State how many lines of the data below contain the string "provide", with case counting. Reply with the number only.

[Dataset excerpt]
--------

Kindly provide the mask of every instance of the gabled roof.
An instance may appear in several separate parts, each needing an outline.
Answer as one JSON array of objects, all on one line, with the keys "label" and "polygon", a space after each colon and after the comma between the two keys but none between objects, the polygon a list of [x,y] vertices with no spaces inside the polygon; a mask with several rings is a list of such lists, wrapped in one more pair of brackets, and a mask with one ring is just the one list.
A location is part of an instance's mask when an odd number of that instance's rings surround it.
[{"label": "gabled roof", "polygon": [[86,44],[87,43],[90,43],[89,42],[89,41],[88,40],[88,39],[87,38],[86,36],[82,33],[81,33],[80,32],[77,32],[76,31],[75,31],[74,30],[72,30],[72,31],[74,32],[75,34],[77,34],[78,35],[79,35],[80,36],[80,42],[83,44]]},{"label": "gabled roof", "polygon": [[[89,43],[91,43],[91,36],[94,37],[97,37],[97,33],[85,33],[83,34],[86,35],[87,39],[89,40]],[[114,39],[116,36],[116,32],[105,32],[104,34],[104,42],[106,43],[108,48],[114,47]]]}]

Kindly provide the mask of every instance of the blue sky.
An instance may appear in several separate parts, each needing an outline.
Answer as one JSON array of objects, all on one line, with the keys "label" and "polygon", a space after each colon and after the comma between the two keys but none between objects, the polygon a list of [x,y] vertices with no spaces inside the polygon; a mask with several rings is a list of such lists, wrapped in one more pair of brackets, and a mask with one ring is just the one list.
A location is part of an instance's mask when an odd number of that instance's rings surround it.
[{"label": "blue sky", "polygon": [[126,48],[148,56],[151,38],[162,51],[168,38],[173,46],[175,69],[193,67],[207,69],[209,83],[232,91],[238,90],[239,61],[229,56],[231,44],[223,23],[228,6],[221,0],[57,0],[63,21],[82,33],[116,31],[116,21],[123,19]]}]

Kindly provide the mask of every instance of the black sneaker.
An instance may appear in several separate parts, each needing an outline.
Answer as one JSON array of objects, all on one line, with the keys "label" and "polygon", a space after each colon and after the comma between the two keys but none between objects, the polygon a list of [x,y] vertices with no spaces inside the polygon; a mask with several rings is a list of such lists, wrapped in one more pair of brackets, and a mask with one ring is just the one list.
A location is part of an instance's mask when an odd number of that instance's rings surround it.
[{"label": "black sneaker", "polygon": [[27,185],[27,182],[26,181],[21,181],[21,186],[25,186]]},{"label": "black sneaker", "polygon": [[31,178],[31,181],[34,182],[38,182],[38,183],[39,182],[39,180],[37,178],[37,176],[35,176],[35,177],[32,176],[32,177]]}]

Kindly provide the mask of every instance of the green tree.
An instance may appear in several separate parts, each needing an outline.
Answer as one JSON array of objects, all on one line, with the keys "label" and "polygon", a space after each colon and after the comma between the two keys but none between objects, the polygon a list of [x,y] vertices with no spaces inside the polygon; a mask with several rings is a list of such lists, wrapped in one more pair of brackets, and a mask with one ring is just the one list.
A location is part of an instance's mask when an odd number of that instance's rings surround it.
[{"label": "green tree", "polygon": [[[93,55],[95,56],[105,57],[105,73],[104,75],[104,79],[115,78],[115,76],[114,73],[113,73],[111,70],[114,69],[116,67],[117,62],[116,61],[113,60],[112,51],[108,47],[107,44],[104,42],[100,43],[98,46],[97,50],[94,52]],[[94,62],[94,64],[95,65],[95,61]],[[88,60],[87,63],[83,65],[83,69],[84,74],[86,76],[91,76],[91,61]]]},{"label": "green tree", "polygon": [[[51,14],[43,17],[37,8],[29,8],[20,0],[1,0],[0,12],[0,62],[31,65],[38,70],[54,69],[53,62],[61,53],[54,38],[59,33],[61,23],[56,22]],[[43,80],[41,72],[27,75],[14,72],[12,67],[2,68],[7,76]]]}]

--------

__RESPONSE__:
4